#### Texte proposé ####

Sur le plan populationnel, les taux de prévalence annuelle de violence physique et psychologique examinés en fonction de l’âge des enfants [17] sont similaires à ceux rapportés dans les plus récentes études canadiennes [100] et américaines [101–104]. En outre, la diminution observée au sujet du recours à la punition corporelle au Québec suit la même tendance que ce qui est observé au Canada [232] et aux États-Unis [105]. Au regard des insultes dirigées vers l’enfant, les taux québécois sont aussi similaires à ceux obtenus par Finkelhor et ses collaborateurs, qui en observent une diminution significative dans leurs enquêtes populationnelles américaines conduites en 2003 et en 2008 [101].

En ce qui concerne la prévalence annuelle de l’exposition des enfants à des conduites violentes entre conjoints, qu’elles soient de nature psychologique ou physique, les données québécoises sont aussi comparables à ce que d’autres enquêtes américaines ont montré [101,106]. Au Québec, une enquête réalisée auprès d’un échantillon de parents d’enfants âgés de 2 à 11 ans avait d’ailleurs aussi trouvé, en 2011, un taux annuel d’exposition à des menaces de destruction d’objets entre conjoints de 3,5 % et d’exposition à des gestes physiques, tels que pousser ou frapper un conjoint, de 1,5 % [59]. Enfin, en ce qui concerne la négligence, les résultats obtenus dans l’enquête de 2012 [17] font échos à ceux obtenus dans deux enquêtes comparables américaines [81,107], bien que peu d’études populationnelles aient à ce jour permis de la documenter auprès des parents de la population générale.

Bien que l’analyse comparée des données recueillies auprès des services de protection et des données issues des enquêtes populationnelles ne soit pas l’objet du présent chapitre, la mise en parallèle de ces résultats soulève d’intéressantes questions. D’abord, il y a un écart considérable entre l’ampleur des estimations issues des deux sources de données, faisant écho aux constats que d’autres ont déjà faits [66,98,108]. En grande partie parce qu’elles permettent d’identifier des situations de maltraitance qui ne seront jamais signalées ou dévoilées aux autorités médicales et sociales, les enquêtes populationnelles produisent des prévalences qui peuvent être de 30 à 90 fois plus élevées que les taux estimés à partir des cas connus des services de protection de la jeunesse [108]. S’il est clair que les taux calculés à partir des cas connus des services de protection sous-estiment l’ampleur réelle de la maltraitance, le sens du biais attribuable aux mesures autorapportées des enquêtes populationnelles l’est moins. En effet, si les notions de chronicité, qui sont inhérentes à la maltraitance psychologique et à la négligence émotionnelle, ne sont pas considérées dans les définitions de ces formes de maltraitance, les prévalences qui en résultent pourraient surestimer l’ampleur réelle du phénomène. De plus, les enquêtes populationnelles reposent sur la perspective du parent, ce qui peut introduire certains biais. C’est pourquoi la plupart des experts en épidémiologie de la maltraitance s’entendent pour dire que les deux types d’études sont nécessaires pour guider les efforts d’intervention et de prévention. Certains soulignent également que davantage de recherches devraient s’attarder à analyser ces écarts [108].

D’ailleurs, on constate qu’au Québec, comme ailleurs dans le monde, les deux types de données pointent dans le sens d’une stabilité ou d’une diminution de la fréquence des mauvais traitements. On peut voir cela comme un signe encourageant, mais cela peut également sembler bien peu considérant l’ampleur des efforts qui sont déployés en prévention.

#### Données fournies ####

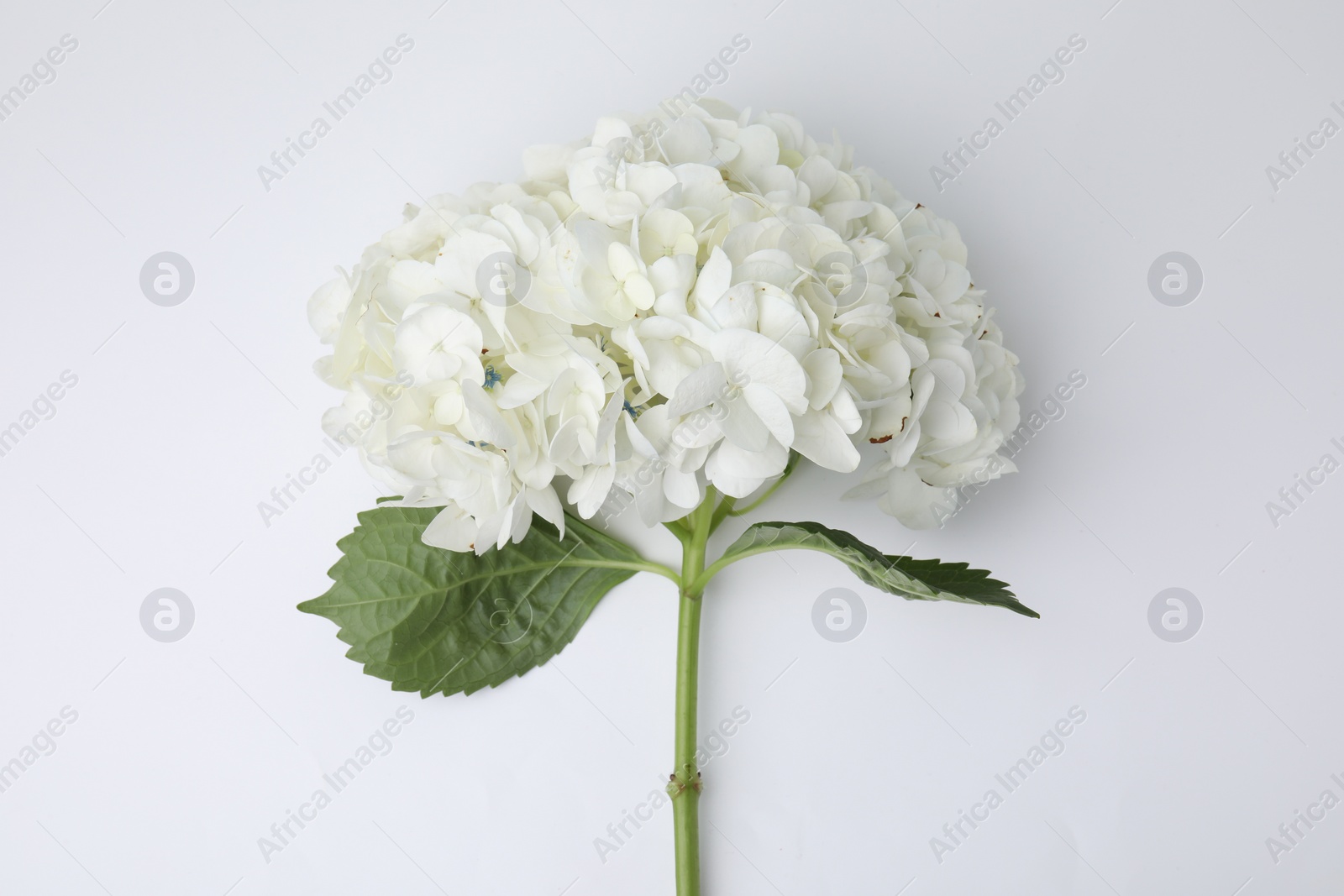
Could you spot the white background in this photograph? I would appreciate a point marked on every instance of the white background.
(185, 418)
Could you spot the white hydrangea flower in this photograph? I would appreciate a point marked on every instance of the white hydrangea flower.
(658, 309)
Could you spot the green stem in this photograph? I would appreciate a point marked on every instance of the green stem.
(685, 785)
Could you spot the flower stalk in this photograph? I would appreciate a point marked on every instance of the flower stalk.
(685, 782)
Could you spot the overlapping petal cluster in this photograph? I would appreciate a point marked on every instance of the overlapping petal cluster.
(660, 308)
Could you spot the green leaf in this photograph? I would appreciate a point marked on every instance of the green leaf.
(436, 621)
(911, 579)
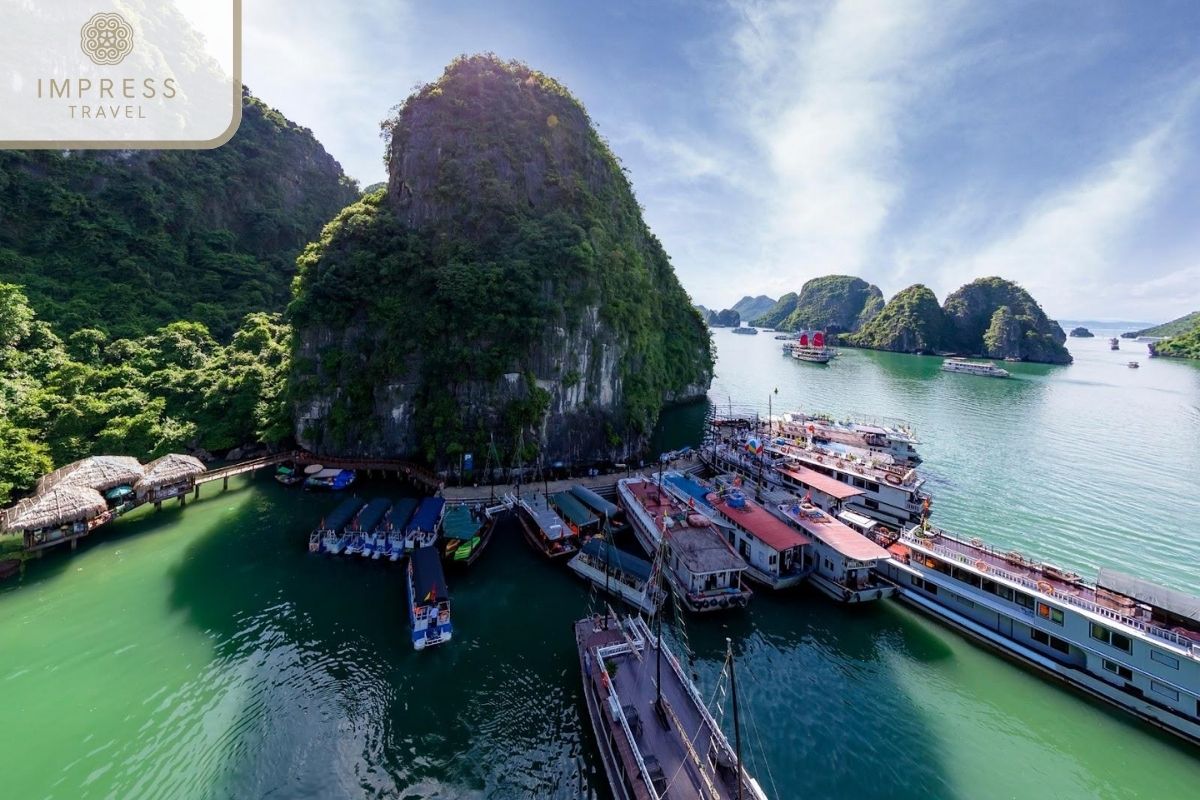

####

◆ Travail demandé:
A) Réécrivez le passage du texte sur la maltraitance des enfants allant de "Sur le plan" jusqu'à "et en 2008 [101].", en remplaçant "punition corporelle" par "correction physique".
B) Répondez à ces questions sur le texte consacré à la maltraitance des enfants :
(i) En quelles années Finkelhor et ses collaborateurs ont-ils conduit leurs enquêtes populationnelles américaines ?
(ii) Quel taux annuel d'exposition à des gestes physiques entre conjoints l'enquête québécoise de 2011 a-t-elle trouvé ?
(iii) Combien de fois plus élevées que les taux estimés à partir des cas connus des services de protection de la jeunesse les prévalences des enquêtes populationnelles peuvent-elles être ?
Ces données ne jouent aucun rôle dans ce travail.

◆ Réponses aux exercices:
A)
Sur le plan populationnel, les taux de prévalence annuelle de violence physique et psychologique examinés en fonction de l’âge des enfants [17] sont similaires à ceux rapportés dans les plus récentes études canadiennes [100] et américaines [101–104]. En outre, la diminution observée au sujet du recours à la correction physique au Québec suit la même tendance que ce qui est observé au Canada [232] et aux États-Unis [105]. Au regard des insultes dirigées vers l’enfant, les taux québécois sont aussi similaires à ceux obtenus par Finkelhor et ses collaborateurs, qui en observent une diminution significative dans leurs enquêtes populationnelles américaines conduites en 2003 et en 2008 [101].

B)
(i) En 2003 et en 2008.
(ii) 1,5 %.
(iii) De 30 à 90 fois plus élevées.